◆ **WORK TASK**
Write out exactly the lines from the one holding "Target: power line" to the last line of the entries, both ends included and nothing else, without the pictures.

START DATASET RECORDS

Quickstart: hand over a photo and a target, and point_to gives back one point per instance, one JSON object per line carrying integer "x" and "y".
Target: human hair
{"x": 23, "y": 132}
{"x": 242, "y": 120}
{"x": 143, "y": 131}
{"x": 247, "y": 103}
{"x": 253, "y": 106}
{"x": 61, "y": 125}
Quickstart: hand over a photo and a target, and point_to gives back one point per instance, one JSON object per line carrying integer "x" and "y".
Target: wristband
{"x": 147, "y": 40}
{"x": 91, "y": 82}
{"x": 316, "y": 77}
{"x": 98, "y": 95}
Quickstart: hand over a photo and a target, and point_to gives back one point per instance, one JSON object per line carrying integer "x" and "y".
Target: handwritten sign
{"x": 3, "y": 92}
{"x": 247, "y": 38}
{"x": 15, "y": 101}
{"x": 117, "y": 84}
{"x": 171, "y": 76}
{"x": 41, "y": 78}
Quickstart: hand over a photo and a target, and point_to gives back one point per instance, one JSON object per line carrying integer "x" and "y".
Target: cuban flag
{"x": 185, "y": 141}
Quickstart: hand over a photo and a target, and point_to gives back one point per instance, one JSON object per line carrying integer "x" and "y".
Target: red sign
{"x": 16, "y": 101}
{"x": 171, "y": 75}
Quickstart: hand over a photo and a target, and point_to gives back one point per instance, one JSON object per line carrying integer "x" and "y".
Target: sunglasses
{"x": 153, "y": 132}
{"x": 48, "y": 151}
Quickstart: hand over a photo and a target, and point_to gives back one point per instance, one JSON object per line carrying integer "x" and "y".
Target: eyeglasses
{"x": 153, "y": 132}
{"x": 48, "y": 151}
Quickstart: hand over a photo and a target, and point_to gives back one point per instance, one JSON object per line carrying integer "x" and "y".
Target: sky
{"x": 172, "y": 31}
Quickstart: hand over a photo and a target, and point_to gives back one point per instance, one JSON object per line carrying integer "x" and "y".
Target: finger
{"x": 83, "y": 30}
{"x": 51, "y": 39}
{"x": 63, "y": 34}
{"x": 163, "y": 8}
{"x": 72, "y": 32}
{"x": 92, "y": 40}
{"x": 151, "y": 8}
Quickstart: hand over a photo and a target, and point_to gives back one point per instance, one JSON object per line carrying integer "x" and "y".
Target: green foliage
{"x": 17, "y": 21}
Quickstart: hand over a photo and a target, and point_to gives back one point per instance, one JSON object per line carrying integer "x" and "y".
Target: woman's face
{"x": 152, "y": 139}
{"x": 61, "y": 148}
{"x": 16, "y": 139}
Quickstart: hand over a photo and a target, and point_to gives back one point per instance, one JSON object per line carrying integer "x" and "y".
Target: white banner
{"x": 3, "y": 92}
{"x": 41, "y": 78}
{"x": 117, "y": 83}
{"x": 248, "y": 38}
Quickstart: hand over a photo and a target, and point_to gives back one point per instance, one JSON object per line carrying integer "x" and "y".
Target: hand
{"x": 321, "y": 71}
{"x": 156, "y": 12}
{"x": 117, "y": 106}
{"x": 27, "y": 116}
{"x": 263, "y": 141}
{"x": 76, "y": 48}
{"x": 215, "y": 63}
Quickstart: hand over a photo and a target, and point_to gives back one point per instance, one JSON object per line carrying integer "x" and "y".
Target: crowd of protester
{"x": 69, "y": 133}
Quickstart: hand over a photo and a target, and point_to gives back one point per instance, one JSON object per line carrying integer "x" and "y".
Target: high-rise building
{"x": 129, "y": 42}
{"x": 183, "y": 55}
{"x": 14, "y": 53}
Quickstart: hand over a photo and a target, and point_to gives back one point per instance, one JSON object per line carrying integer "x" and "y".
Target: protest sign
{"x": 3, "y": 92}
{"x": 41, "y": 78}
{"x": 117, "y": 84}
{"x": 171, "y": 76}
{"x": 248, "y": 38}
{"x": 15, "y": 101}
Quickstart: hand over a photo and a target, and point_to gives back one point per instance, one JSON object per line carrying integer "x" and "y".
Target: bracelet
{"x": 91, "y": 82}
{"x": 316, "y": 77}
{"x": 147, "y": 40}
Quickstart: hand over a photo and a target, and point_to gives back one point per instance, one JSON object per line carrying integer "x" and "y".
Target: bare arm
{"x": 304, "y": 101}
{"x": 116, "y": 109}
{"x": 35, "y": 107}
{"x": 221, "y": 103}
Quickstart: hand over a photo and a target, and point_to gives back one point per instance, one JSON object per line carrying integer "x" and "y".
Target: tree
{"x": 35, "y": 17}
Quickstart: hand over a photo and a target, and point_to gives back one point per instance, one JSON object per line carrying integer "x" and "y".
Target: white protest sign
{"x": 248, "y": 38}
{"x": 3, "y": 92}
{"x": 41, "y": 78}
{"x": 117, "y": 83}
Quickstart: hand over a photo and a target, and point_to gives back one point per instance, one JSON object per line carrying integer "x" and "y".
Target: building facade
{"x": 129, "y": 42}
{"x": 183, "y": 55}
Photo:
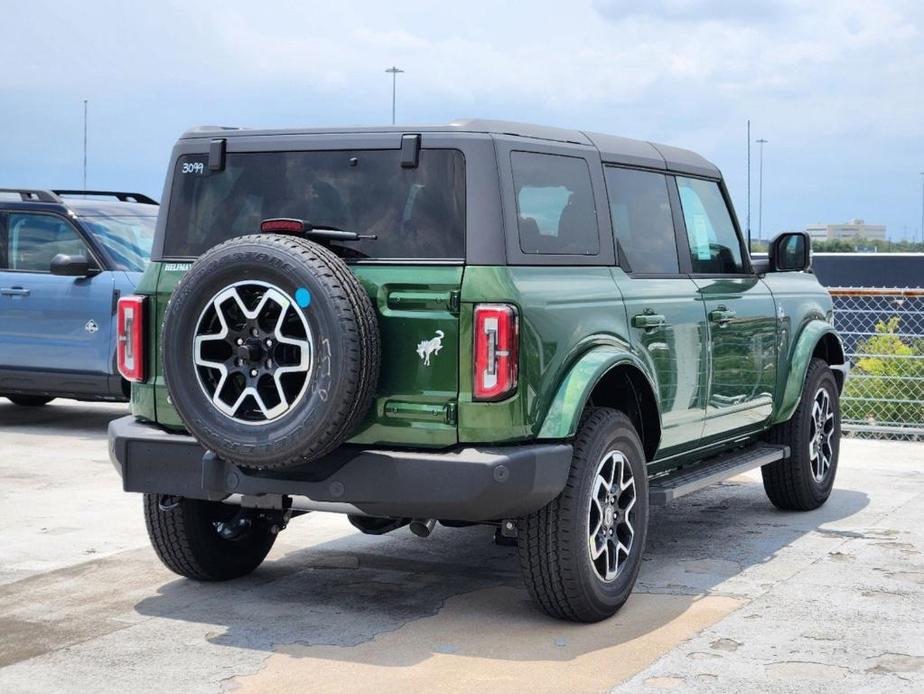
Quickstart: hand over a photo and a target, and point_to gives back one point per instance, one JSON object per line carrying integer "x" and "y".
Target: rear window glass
{"x": 555, "y": 204}
{"x": 413, "y": 212}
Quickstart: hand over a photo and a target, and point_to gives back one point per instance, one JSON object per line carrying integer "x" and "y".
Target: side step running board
{"x": 662, "y": 490}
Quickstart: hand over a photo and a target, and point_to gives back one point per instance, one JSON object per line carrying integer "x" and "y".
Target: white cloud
{"x": 828, "y": 82}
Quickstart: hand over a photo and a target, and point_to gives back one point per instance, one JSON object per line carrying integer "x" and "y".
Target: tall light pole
{"x": 760, "y": 191}
{"x": 749, "y": 185}
{"x": 922, "y": 207}
{"x": 394, "y": 86}
{"x": 84, "y": 144}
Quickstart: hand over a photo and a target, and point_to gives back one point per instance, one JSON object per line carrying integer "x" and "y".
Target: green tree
{"x": 886, "y": 386}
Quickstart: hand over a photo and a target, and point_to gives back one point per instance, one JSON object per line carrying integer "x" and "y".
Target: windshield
{"x": 414, "y": 212}
{"x": 127, "y": 240}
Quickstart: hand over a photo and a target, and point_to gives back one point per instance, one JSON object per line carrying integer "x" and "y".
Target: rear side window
{"x": 413, "y": 212}
{"x": 641, "y": 212}
{"x": 714, "y": 244}
{"x": 31, "y": 241}
{"x": 555, "y": 204}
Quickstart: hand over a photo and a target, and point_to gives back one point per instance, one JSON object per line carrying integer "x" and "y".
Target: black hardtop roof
{"x": 613, "y": 149}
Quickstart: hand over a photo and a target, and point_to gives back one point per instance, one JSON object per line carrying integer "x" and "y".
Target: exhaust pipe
{"x": 422, "y": 527}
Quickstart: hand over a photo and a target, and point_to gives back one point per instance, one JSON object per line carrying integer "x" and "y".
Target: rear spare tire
{"x": 270, "y": 350}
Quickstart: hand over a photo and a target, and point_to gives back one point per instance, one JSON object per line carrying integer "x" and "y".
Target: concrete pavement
{"x": 733, "y": 594}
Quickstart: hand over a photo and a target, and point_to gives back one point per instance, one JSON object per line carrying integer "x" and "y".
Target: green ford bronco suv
{"x": 538, "y": 329}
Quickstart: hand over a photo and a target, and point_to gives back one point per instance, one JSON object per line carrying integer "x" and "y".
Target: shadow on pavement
{"x": 349, "y": 591}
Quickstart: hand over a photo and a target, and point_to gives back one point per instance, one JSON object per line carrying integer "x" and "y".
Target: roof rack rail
{"x": 33, "y": 194}
{"x": 118, "y": 195}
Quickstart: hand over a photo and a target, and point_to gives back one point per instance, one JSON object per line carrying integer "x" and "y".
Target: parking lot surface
{"x": 733, "y": 594}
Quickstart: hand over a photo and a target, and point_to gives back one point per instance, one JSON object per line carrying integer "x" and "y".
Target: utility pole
{"x": 749, "y": 185}
{"x": 760, "y": 191}
{"x": 394, "y": 71}
{"x": 84, "y": 144}
{"x": 922, "y": 207}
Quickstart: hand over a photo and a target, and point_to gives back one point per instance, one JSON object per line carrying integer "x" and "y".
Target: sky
{"x": 835, "y": 87}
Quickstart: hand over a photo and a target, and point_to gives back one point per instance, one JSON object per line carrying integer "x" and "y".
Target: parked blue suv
{"x": 65, "y": 259}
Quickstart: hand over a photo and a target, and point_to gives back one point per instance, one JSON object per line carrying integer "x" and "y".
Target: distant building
{"x": 854, "y": 229}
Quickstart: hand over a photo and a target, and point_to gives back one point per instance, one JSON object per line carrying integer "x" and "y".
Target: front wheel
{"x": 208, "y": 540}
{"x": 804, "y": 481}
{"x": 580, "y": 555}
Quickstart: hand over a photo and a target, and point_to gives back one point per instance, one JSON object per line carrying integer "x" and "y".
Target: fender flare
{"x": 564, "y": 414}
{"x": 799, "y": 359}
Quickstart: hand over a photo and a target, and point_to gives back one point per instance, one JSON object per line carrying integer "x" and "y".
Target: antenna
{"x": 84, "y": 144}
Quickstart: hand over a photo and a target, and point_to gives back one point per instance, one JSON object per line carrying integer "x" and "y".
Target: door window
{"x": 715, "y": 248}
{"x": 30, "y": 241}
{"x": 555, "y": 204}
{"x": 641, "y": 212}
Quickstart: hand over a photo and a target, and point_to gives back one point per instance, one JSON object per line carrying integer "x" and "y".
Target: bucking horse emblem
{"x": 427, "y": 348}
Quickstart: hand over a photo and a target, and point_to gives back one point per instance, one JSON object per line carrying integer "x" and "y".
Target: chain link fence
{"x": 883, "y": 334}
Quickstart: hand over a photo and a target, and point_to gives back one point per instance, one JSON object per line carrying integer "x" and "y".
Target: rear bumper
{"x": 465, "y": 484}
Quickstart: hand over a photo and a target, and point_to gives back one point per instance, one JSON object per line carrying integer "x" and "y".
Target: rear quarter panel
{"x": 563, "y": 312}
{"x": 803, "y": 308}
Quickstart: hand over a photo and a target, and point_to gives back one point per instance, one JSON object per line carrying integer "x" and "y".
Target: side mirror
{"x": 73, "y": 266}
{"x": 791, "y": 251}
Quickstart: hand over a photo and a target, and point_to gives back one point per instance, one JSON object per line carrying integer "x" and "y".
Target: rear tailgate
{"x": 415, "y": 403}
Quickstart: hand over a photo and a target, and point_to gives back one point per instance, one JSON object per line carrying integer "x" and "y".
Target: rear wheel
{"x": 804, "y": 481}
{"x": 208, "y": 540}
{"x": 580, "y": 555}
{"x": 29, "y": 400}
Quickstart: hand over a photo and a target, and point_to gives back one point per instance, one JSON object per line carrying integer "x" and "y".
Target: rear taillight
{"x": 130, "y": 348}
{"x": 496, "y": 342}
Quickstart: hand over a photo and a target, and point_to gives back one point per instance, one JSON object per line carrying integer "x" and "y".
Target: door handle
{"x": 648, "y": 321}
{"x": 721, "y": 316}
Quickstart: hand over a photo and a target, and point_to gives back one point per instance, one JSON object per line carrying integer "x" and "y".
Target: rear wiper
{"x": 302, "y": 227}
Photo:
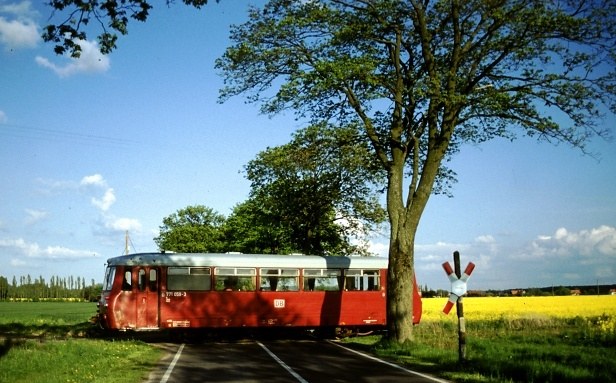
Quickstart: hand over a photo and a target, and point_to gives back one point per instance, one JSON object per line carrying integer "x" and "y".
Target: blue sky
{"x": 92, "y": 148}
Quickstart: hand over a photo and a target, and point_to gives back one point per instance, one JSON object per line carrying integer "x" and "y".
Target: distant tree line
{"x": 26, "y": 288}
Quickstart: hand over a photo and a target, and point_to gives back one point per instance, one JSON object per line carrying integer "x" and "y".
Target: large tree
{"x": 321, "y": 186}
{"x": 315, "y": 195}
{"x": 192, "y": 229}
{"x": 421, "y": 77}
{"x": 424, "y": 77}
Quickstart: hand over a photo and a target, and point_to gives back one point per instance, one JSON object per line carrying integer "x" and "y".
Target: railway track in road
{"x": 303, "y": 361}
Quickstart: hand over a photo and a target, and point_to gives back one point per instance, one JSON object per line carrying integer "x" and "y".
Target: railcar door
{"x": 147, "y": 297}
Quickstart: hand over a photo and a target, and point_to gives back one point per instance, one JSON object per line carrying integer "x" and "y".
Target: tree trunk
{"x": 400, "y": 286}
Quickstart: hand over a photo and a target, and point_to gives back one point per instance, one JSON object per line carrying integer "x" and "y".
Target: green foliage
{"x": 112, "y": 16}
{"x": 55, "y": 289}
{"x": 503, "y": 350}
{"x": 422, "y": 79}
{"x": 193, "y": 229}
{"x": 317, "y": 192}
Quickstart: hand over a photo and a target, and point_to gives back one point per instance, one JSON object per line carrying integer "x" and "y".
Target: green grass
{"x": 55, "y": 342}
{"x": 542, "y": 350}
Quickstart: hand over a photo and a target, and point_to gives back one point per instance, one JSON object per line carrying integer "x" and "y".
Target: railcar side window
{"x": 279, "y": 280}
{"x": 322, "y": 280}
{"x": 189, "y": 278}
{"x": 141, "y": 280}
{"x": 361, "y": 280}
{"x": 153, "y": 280}
{"x": 235, "y": 278}
{"x": 127, "y": 283}
{"x": 109, "y": 277}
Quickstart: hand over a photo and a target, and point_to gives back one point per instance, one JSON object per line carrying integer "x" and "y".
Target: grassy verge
{"x": 55, "y": 342}
{"x": 503, "y": 350}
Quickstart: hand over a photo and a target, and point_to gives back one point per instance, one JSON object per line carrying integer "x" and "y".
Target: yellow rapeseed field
{"x": 597, "y": 312}
{"x": 485, "y": 308}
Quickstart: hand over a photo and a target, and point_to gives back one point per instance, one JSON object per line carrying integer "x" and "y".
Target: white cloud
{"x": 91, "y": 60}
{"x": 124, "y": 224}
{"x": 600, "y": 241}
{"x": 18, "y": 33}
{"x": 95, "y": 179}
{"x": 106, "y": 201}
{"x": 20, "y": 249}
{"x": 35, "y": 216}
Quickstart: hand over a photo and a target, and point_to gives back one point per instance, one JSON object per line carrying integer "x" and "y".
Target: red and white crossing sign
{"x": 458, "y": 285}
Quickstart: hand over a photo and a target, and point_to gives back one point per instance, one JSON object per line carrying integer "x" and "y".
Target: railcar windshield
{"x": 361, "y": 280}
{"x": 189, "y": 278}
{"x": 322, "y": 280}
{"x": 109, "y": 277}
{"x": 279, "y": 280}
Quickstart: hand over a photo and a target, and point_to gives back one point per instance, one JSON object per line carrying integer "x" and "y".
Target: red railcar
{"x": 155, "y": 291}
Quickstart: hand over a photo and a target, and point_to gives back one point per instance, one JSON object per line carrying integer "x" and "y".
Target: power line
{"x": 28, "y": 132}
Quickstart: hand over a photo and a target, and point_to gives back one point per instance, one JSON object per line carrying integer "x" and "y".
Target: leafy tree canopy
{"x": 193, "y": 229}
{"x": 111, "y": 16}
{"x": 322, "y": 186}
{"x": 424, "y": 77}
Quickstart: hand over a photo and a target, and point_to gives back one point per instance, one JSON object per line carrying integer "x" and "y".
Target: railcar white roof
{"x": 249, "y": 260}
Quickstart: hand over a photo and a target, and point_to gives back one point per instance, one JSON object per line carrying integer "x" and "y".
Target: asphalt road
{"x": 275, "y": 361}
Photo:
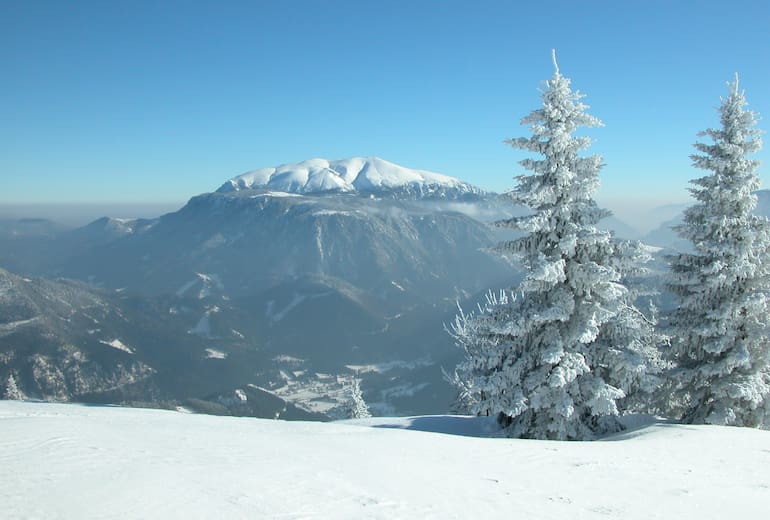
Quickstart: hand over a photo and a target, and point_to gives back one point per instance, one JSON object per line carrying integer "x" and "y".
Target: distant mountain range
{"x": 366, "y": 176}
{"x": 285, "y": 284}
{"x": 288, "y": 281}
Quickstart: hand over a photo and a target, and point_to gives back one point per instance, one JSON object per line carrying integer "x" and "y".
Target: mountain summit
{"x": 369, "y": 176}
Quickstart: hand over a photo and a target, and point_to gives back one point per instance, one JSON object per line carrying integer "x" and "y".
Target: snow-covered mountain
{"x": 368, "y": 176}
{"x": 86, "y": 462}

END DATASET RECORDS

◆ **RESPONSE FOR THIS EXERCISE**
Target: power line
{"x": 28, "y": 132}
Quickstart: hand over a photo and a target, and point_to gives back one point per instance, one JSON object per line carrying integer "x" and "y".
Target: leafy tree canopy
{"x": 193, "y": 229}
{"x": 111, "y": 16}
{"x": 322, "y": 186}
{"x": 424, "y": 77}
Quickstart: hand over a photo and a target, and point_to gives back one point per instance, one JSON object per line carrying integer "x" and "y".
Target: railcar white roof
{"x": 249, "y": 260}
Quickstart: hand over a photo and a target, and point_to gives back one point per instance, one JSON object per line carrying integer "x" and "y".
Target: asphalt road
{"x": 275, "y": 361}
Photo:
Quickstart: hand over a photo and a target, and point_to gives back one point per instance, one JSON object per line carrying integer "x" and "y".
Target: distant mountain range
{"x": 366, "y": 176}
{"x": 285, "y": 284}
{"x": 288, "y": 281}
Quickstart: hand over a photo and a target, and point_to gives back one point per instance, one JSON object per line carrying integer "x" and "y".
Target: mountain summit
{"x": 369, "y": 176}
Quickstart: hand over a photo and a target, and point_to gives back one point per instance, one JSON object per line carrying integer "x" and "y".
Target: snow-covered mountain
{"x": 368, "y": 176}
{"x": 86, "y": 462}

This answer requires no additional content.